## What you need to do
Retype the records from the line containing "the woman's hand" through the end of the records, inclusive. Leave the pictures out of your answer.

Image location labeling records:

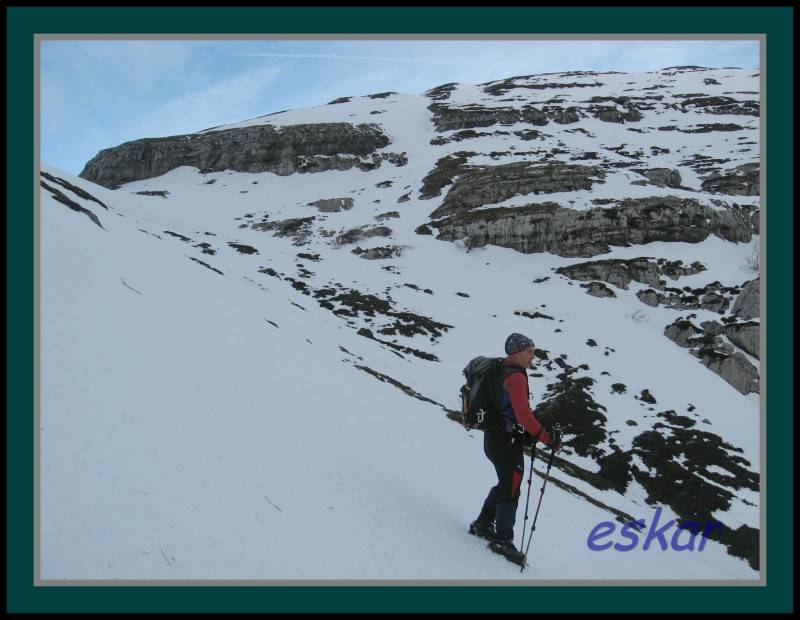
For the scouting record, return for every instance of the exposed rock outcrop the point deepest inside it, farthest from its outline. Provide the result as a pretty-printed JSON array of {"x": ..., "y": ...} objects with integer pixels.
[
  {"x": 443, "y": 173},
  {"x": 734, "y": 368},
  {"x": 448, "y": 118},
  {"x": 742, "y": 180},
  {"x": 548, "y": 227},
  {"x": 745, "y": 336},
  {"x": 714, "y": 297},
  {"x": 598, "y": 289},
  {"x": 490, "y": 185},
  {"x": 746, "y": 305},
  {"x": 620, "y": 272},
  {"x": 332, "y": 205},
  {"x": 717, "y": 355},
  {"x": 260, "y": 148},
  {"x": 662, "y": 176}
]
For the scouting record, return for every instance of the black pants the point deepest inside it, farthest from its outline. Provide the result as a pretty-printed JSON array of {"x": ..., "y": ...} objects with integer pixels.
[{"x": 500, "y": 505}]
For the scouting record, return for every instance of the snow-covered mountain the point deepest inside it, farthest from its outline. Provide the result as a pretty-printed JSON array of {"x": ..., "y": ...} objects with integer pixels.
[{"x": 252, "y": 337}]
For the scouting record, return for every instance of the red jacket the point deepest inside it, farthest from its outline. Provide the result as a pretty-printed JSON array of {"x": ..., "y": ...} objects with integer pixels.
[{"x": 516, "y": 385}]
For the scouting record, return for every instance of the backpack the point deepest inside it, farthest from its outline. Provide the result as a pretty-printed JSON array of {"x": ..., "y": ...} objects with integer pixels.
[{"x": 478, "y": 406}]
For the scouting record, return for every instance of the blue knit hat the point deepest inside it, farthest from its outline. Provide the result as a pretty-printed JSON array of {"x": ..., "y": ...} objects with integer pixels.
[{"x": 516, "y": 343}]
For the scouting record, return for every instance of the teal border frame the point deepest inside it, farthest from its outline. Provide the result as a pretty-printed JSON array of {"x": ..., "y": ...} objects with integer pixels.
[{"x": 23, "y": 23}]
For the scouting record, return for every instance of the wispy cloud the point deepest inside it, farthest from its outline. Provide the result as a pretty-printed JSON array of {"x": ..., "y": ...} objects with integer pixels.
[
  {"x": 406, "y": 59},
  {"x": 227, "y": 101}
]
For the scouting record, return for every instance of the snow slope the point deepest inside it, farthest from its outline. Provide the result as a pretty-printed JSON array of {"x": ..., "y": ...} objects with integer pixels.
[{"x": 214, "y": 421}]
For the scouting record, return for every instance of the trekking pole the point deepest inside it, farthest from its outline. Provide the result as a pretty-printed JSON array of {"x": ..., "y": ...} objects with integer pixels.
[
  {"x": 528, "y": 498},
  {"x": 556, "y": 438}
]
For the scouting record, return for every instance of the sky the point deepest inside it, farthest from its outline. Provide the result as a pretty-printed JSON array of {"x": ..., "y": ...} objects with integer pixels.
[{"x": 96, "y": 94}]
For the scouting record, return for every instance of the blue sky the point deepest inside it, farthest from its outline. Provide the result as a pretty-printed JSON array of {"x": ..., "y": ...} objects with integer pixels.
[{"x": 98, "y": 94}]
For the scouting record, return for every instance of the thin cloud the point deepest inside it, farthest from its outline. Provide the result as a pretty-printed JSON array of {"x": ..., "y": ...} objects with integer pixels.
[
  {"x": 347, "y": 57},
  {"x": 225, "y": 102}
]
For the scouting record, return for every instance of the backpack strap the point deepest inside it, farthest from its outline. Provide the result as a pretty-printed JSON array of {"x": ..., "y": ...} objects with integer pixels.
[{"x": 504, "y": 372}]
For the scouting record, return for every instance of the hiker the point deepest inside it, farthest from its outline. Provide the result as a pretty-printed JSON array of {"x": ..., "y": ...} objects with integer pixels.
[{"x": 503, "y": 443}]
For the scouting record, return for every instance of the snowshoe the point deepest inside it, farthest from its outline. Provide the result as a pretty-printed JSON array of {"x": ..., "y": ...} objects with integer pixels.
[
  {"x": 482, "y": 529},
  {"x": 506, "y": 548}
]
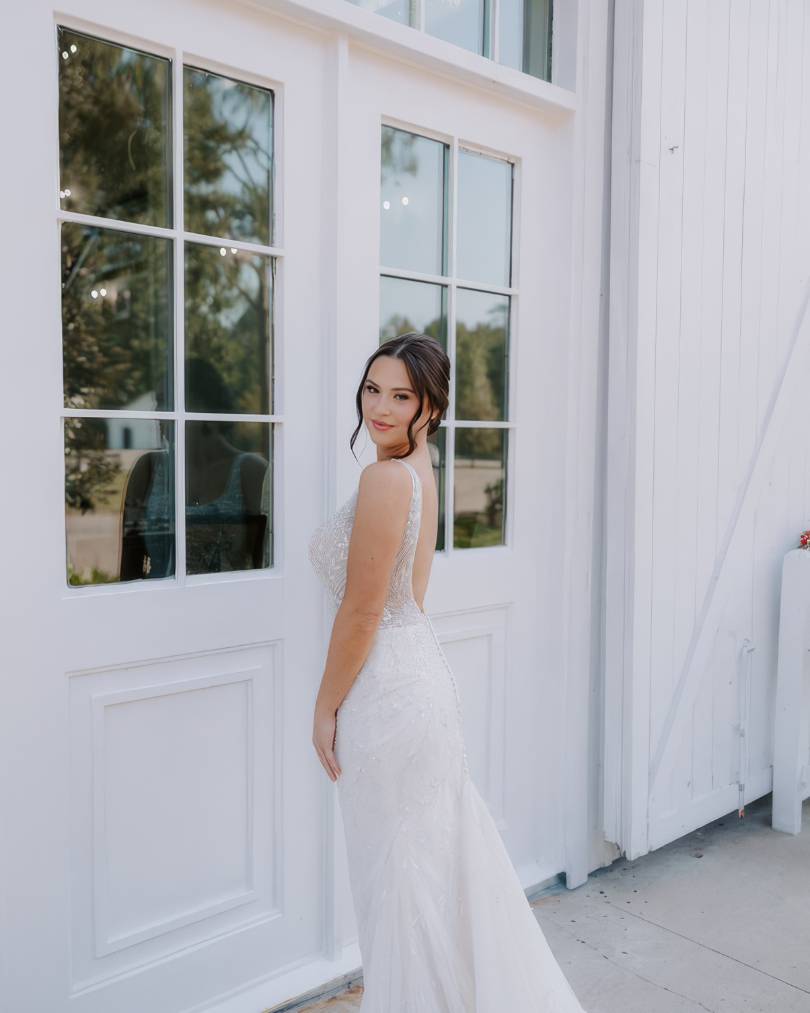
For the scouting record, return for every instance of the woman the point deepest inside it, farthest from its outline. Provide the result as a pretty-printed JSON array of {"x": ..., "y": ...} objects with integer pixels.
[{"x": 443, "y": 923}]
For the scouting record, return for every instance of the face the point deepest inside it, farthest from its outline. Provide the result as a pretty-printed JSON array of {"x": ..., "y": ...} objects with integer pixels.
[{"x": 389, "y": 403}]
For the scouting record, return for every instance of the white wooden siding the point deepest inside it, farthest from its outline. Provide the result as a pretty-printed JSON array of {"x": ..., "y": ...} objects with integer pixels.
[{"x": 707, "y": 464}]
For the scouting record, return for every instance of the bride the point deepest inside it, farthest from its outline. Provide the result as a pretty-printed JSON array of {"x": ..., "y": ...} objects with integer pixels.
[{"x": 443, "y": 923}]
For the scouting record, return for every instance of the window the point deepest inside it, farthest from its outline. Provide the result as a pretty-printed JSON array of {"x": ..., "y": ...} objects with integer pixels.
[
  {"x": 446, "y": 244},
  {"x": 514, "y": 32},
  {"x": 167, "y": 293}
]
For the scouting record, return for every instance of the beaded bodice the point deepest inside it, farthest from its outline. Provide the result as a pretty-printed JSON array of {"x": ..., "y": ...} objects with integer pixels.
[{"x": 328, "y": 553}]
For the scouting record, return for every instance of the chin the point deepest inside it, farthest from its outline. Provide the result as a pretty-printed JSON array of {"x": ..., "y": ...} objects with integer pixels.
[{"x": 378, "y": 437}]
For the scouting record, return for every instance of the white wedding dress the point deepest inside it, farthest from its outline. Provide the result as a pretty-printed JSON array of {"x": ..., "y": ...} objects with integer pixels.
[{"x": 443, "y": 923}]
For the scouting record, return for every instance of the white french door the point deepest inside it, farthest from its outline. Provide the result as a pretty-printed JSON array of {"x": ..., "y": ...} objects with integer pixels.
[
  {"x": 164, "y": 806},
  {"x": 203, "y": 263},
  {"x": 450, "y": 224}
]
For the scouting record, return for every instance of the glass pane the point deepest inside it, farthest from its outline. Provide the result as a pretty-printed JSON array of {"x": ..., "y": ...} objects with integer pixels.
[
  {"x": 458, "y": 21},
  {"x": 412, "y": 215},
  {"x": 116, "y": 319},
  {"x": 228, "y": 484},
  {"x": 228, "y": 330},
  {"x": 482, "y": 357},
  {"x": 525, "y": 35},
  {"x": 114, "y": 130},
  {"x": 228, "y": 157},
  {"x": 118, "y": 499},
  {"x": 436, "y": 447},
  {"x": 485, "y": 216},
  {"x": 479, "y": 487},
  {"x": 408, "y": 306},
  {"x": 397, "y": 10}
]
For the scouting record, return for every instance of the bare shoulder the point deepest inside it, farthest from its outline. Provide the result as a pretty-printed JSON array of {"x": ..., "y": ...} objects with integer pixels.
[{"x": 385, "y": 483}]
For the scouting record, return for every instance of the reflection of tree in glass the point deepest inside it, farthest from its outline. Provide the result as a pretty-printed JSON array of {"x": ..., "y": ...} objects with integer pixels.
[
  {"x": 398, "y": 153},
  {"x": 111, "y": 129},
  {"x": 401, "y": 323},
  {"x": 91, "y": 472},
  {"x": 114, "y": 119},
  {"x": 228, "y": 304},
  {"x": 228, "y": 157},
  {"x": 494, "y": 507},
  {"x": 481, "y": 368},
  {"x": 116, "y": 345}
]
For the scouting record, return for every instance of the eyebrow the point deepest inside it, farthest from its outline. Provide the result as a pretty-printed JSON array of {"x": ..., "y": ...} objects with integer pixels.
[{"x": 369, "y": 380}]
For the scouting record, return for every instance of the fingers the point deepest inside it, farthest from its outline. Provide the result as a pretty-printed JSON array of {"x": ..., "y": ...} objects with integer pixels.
[{"x": 328, "y": 762}]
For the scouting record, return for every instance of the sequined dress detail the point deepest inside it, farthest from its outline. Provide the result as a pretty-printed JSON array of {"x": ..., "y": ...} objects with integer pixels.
[{"x": 443, "y": 924}]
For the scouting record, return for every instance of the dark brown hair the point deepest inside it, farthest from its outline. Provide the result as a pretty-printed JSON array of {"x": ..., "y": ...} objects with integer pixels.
[{"x": 428, "y": 370}]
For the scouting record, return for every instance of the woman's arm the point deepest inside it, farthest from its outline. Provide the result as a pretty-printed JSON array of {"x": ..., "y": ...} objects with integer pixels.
[{"x": 384, "y": 495}]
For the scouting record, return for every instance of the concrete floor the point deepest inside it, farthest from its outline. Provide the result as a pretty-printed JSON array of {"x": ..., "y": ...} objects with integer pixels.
[{"x": 718, "y": 921}]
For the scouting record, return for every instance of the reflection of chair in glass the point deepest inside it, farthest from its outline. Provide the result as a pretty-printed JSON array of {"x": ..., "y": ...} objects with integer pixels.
[{"x": 225, "y": 491}]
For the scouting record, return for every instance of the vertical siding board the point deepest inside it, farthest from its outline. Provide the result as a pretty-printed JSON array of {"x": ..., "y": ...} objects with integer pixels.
[
  {"x": 717, "y": 29},
  {"x": 648, "y": 229},
  {"x": 712, "y": 304},
  {"x": 729, "y": 459},
  {"x": 691, "y": 296},
  {"x": 750, "y": 300},
  {"x": 664, "y": 492},
  {"x": 778, "y": 512},
  {"x": 721, "y": 469}
]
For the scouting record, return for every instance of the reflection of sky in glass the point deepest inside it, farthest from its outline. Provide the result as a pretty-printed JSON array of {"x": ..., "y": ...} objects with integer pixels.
[
  {"x": 457, "y": 21},
  {"x": 398, "y": 10},
  {"x": 408, "y": 305},
  {"x": 412, "y": 195},
  {"x": 485, "y": 212},
  {"x": 510, "y": 24},
  {"x": 232, "y": 149}
]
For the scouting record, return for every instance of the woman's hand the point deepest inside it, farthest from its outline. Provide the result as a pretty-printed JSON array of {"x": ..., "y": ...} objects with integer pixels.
[{"x": 324, "y": 727}]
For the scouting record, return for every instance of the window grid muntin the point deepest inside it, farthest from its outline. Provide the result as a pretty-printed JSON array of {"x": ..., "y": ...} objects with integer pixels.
[
  {"x": 491, "y": 43},
  {"x": 452, "y": 284},
  {"x": 178, "y": 236}
]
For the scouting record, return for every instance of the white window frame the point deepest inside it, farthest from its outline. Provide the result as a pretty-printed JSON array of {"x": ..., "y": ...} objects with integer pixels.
[
  {"x": 178, "y": 236},
  {"x": 452, "y": 283}
]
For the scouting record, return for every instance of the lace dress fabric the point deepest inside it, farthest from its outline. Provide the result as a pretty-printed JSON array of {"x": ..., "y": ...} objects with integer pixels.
[{"x": 443, "y": 924}]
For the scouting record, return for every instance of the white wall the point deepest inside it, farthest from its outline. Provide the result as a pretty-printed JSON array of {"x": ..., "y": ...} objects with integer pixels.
[{"x": 707, "y": 464}]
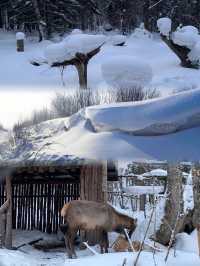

## Finished exercise
For the scouting record, return for every instance of the woman's hand the point deepest inside it, farthest from its outline. Provide the result as a pretty-printed JSON array of {"x": ..., "y": ...} objects with integer pixels.
[{"x": 324, "y": 727}]
For the scouting record, return for every instance of the window grid muntin the point deepest inside it, farthest from its outline. Provide the result as a pretty-printed JSON array of {"x": ..., "y": ...} objects with integer pixels.
[
  {"x": 491, "y": 43},
  {"x": 452, "y": 284},
  {"x": 178, "y": 236}
]
For the scouting record, return for every instance of the white window frame the point deepest inside it, farthest from its outline. Provide the result as a pretty-printed JSON array of {"x": ..., "y": ...} objects with integer pixels.
[
  {"x": 178, "y": 236},
  {"x": 452, "y": 283}
]
For the scouting record, return for every instance of the lace dress fabric the point deepest inside it, farthest from its outline. Provide the result as a pretty-printed JSON array of {"x": ..., "y": ...} objects with integer pixels.
[{"x": 443, "y": 924}]
For the scouting record, return for every instance of the white wall the point deepest inside it, farthest from its outline. Provide the result as a pretty-printed JSON array of {"x": ..., "y": ...} objects with integer pixels.
[{"x": 707, "y": 464}]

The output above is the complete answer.